* Start Entries provided *

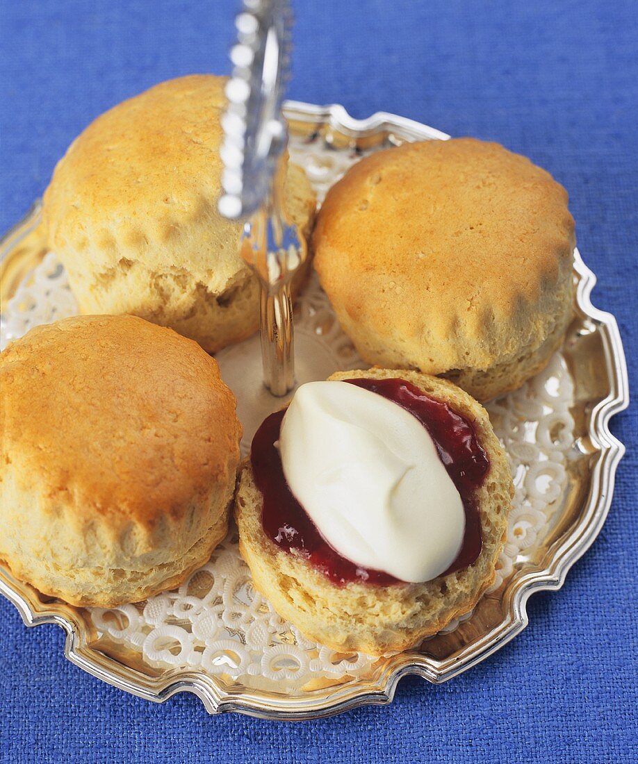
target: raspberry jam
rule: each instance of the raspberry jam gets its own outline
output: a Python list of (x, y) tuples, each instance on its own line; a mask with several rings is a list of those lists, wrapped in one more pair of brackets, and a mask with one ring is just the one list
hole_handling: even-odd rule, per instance
[[(465, 510), (465, 533), (461, 551), (447, 575), (476, 562), (482, 548), (481, 518), (474, 491), (482, 484), (490, 468), (471, 422), (447, 403), (423, 393), (401, 379), (351, 379), (351, 384), (394, 401), (421, 422), (434, 441), (441, 461), (461, 495)], [(266, 535), (281, 549), (295, 550), (322, 571), (334, 584), (351, 581), (388, 585), (400, 583), (389, 573), (370, 570), (345, 559), (325, 541), (303, 507), (293, 496), (275, 443), (284, 411), (264, 420), (252, 442), (251, 462), (257, 488), (264, 498), (261, 522)]]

* End Entries provided *

• What is required
Please give the lines of the records above as a JSON list of strings, one string per line, skipping blank lines. Leave the pictures out of the list.

• Answer for this exercise
[
  "target: raspberry jam",
  "rule: each instance of the raspberry jam gets its own outline",
  "output: a Python list of (x, y) tuples, each instance on its own line; a mask with several rings is a list of those lists, wrapped in one more pair of brackets, and a mask with one ring is just the one list",
  "hole_handling: even-odd rule, per instance",
  "[[(465, 510), (465, 533), (461, 551), (447, 575), (476, 562), (482, 548), (481, 518), (474, 491), (482, 484), (490, 468), (471, 422), (447, 403), (423, 393), (401, 379), (351, 379), (351, 384), (394, 401), (421, 422), (434, 441), (441, 461), (461, 495)], [(266, 535), (281, 549), (295, 550), (322, 571), (334, 584), (351, 581), (388, 585), (400, 583), (389, 573), (370, 570), (345, 559), (325, 541), (303, 507), (293, 496), (275, 443), (284, 411), (264, 420), (252, 442), (251, 462), (257, 488), (264, 498), (261, 522)]]"
]